START Entries

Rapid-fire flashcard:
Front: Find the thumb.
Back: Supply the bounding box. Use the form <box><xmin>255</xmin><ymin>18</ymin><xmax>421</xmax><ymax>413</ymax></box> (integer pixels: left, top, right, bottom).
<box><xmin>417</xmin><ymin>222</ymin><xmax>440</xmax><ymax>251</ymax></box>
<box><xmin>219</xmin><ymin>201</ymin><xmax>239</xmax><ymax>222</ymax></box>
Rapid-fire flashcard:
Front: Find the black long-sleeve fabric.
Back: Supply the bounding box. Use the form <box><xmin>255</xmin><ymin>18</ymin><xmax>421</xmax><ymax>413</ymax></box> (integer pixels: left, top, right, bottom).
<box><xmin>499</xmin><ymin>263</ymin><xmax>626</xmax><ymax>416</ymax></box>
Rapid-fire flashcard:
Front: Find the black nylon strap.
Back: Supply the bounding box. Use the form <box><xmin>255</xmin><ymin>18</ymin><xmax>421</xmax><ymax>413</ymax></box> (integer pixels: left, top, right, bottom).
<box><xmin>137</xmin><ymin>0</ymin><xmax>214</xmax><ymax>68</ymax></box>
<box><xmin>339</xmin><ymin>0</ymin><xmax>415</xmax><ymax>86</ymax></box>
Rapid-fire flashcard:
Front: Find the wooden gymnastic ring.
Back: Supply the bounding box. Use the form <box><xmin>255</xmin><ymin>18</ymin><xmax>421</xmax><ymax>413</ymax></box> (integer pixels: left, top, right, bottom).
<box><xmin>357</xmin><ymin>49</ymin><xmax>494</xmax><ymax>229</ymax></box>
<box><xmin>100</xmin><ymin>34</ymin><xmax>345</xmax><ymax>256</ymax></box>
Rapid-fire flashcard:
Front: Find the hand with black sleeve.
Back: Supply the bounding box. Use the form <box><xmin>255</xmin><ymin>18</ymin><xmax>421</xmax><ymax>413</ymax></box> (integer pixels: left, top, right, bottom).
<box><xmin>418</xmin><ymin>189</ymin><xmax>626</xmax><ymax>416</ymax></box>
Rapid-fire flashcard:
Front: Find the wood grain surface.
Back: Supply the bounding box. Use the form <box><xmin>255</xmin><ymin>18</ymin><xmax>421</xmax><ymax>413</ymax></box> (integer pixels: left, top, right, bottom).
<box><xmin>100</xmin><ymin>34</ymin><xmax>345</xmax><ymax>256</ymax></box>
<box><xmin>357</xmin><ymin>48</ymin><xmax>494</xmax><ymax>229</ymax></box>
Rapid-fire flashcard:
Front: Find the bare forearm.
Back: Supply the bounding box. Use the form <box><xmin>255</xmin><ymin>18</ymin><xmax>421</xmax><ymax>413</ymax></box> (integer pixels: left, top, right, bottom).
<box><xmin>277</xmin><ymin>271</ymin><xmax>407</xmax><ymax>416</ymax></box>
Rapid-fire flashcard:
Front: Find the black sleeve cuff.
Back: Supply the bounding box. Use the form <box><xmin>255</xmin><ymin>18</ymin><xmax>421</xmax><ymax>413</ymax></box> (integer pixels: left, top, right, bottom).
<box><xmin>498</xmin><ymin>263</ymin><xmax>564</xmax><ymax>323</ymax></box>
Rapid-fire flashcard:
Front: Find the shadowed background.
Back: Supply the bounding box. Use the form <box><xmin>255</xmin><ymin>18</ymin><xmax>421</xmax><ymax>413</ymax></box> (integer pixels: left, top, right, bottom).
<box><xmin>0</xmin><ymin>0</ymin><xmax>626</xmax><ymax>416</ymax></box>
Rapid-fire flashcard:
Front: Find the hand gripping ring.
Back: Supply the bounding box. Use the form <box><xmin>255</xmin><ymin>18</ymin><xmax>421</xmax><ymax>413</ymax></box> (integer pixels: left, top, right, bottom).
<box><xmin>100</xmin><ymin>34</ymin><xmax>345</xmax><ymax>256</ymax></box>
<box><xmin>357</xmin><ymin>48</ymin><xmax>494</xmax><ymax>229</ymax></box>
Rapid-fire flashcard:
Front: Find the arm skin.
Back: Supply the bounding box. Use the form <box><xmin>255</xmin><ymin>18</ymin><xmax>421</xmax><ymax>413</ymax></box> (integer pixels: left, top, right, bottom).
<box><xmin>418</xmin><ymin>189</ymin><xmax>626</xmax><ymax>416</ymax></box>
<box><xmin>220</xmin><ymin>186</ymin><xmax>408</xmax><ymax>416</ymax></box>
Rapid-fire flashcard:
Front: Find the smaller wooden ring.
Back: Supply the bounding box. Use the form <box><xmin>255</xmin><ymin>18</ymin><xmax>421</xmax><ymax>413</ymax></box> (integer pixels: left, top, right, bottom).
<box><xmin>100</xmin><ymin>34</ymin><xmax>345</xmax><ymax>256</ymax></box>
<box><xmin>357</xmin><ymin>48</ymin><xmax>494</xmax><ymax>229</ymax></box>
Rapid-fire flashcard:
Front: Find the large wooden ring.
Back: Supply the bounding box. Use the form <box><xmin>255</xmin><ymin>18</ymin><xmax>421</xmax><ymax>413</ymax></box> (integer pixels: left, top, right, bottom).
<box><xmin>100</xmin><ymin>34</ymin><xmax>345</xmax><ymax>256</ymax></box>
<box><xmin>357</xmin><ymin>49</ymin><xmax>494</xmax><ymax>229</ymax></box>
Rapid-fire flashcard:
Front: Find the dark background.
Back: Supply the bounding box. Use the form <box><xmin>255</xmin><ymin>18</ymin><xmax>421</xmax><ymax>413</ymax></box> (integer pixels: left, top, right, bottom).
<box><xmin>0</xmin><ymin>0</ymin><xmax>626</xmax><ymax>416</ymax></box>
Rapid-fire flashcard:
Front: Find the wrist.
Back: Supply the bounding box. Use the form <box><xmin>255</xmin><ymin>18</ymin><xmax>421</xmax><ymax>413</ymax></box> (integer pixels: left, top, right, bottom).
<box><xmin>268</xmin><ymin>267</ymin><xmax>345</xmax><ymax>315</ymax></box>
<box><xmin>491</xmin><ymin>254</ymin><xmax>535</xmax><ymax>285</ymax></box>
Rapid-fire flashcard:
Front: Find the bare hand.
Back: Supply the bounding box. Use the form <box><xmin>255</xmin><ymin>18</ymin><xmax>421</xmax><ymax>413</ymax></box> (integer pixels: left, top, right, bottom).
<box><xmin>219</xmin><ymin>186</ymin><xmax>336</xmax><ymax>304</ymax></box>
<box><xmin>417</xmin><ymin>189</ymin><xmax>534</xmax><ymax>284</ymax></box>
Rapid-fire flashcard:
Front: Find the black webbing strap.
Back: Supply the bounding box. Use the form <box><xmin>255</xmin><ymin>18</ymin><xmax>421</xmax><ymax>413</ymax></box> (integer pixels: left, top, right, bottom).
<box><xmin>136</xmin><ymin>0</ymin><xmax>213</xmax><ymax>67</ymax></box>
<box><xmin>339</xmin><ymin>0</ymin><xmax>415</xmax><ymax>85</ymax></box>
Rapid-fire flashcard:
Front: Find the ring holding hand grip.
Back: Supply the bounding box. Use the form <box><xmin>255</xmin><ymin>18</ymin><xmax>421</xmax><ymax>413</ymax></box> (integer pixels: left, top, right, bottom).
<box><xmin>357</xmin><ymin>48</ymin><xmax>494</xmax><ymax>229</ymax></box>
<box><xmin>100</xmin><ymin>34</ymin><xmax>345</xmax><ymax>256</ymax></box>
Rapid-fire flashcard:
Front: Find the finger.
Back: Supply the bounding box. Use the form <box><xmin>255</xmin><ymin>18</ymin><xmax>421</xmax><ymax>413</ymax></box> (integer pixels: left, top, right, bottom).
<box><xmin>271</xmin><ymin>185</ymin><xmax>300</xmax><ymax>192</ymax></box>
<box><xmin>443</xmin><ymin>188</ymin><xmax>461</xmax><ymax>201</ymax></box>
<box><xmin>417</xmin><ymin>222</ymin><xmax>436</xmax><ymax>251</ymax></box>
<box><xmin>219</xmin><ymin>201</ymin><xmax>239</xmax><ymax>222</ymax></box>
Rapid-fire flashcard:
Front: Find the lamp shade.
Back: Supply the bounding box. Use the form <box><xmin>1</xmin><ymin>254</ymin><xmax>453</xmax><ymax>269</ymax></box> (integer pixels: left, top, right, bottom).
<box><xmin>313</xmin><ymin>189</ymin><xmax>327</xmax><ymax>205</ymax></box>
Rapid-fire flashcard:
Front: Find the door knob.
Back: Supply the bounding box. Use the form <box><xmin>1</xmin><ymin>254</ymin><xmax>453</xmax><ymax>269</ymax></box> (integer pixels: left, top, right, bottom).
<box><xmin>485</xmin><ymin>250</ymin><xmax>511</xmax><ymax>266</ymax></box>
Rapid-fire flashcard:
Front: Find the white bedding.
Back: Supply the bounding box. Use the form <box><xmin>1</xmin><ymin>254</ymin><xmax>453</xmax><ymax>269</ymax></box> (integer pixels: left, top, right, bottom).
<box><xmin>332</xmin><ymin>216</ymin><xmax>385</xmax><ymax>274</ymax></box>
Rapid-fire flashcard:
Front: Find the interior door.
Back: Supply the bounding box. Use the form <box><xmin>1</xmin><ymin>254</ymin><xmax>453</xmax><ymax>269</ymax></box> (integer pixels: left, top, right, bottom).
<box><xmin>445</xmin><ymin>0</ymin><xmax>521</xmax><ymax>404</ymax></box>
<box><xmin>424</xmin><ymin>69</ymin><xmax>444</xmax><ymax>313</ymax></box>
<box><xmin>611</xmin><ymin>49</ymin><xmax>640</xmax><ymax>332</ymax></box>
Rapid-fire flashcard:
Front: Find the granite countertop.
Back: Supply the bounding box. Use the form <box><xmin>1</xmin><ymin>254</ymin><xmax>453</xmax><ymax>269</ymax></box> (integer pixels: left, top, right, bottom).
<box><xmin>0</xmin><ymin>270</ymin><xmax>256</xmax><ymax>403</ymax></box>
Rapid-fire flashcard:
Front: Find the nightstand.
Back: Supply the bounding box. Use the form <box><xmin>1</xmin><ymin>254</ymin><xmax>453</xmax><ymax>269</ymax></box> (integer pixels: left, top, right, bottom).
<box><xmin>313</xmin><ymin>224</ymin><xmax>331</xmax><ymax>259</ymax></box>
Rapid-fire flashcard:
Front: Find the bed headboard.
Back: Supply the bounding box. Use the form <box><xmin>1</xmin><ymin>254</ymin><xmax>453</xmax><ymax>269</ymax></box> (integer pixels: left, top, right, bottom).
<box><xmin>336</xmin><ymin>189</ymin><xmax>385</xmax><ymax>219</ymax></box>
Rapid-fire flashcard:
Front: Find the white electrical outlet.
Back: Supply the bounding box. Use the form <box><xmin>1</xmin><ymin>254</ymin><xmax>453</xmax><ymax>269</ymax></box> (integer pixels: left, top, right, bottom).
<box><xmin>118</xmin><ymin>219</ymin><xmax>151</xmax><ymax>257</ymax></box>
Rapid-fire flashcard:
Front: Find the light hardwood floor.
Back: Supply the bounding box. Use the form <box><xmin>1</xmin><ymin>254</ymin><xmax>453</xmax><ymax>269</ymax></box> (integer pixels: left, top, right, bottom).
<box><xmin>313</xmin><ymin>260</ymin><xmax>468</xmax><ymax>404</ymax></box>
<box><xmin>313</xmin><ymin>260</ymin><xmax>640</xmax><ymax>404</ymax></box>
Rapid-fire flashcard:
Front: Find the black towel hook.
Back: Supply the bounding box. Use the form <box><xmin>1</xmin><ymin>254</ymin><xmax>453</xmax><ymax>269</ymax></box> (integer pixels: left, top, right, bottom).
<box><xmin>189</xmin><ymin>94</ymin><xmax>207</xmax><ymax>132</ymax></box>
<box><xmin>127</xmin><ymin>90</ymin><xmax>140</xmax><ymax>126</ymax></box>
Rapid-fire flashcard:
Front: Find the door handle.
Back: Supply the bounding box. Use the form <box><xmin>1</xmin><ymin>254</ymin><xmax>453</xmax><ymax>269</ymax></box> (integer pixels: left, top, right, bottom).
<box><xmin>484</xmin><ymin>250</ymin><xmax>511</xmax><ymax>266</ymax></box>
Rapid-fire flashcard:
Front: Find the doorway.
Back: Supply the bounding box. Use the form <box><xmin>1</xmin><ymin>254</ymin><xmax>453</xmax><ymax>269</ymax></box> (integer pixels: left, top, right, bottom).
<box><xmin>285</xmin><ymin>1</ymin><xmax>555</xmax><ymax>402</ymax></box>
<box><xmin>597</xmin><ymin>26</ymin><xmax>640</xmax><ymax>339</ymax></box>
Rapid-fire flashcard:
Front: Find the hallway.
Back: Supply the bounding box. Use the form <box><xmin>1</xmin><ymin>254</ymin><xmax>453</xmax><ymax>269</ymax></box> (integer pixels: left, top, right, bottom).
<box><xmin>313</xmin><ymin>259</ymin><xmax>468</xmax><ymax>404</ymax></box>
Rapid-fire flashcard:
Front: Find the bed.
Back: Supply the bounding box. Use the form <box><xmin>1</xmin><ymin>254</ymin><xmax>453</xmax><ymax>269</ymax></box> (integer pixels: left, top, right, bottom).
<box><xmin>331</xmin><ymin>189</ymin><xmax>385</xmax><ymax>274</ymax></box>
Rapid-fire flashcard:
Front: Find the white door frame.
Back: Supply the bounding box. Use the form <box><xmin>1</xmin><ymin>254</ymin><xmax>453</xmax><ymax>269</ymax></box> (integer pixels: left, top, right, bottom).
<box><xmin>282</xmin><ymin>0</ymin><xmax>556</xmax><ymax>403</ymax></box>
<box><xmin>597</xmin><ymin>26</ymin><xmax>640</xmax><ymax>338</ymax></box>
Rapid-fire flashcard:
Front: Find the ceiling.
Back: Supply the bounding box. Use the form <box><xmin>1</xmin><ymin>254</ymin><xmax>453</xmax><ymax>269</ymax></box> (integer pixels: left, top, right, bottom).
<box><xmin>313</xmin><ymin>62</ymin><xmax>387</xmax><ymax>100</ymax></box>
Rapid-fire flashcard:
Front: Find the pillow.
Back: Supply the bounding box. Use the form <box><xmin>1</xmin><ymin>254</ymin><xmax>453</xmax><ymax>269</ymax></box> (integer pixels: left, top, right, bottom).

END Entries

• _Problem details_
List every line from the entries above that contains the word "strap".

• _Full response_
Front: Find the black nylon strap.
Front: Find the black webbing strap.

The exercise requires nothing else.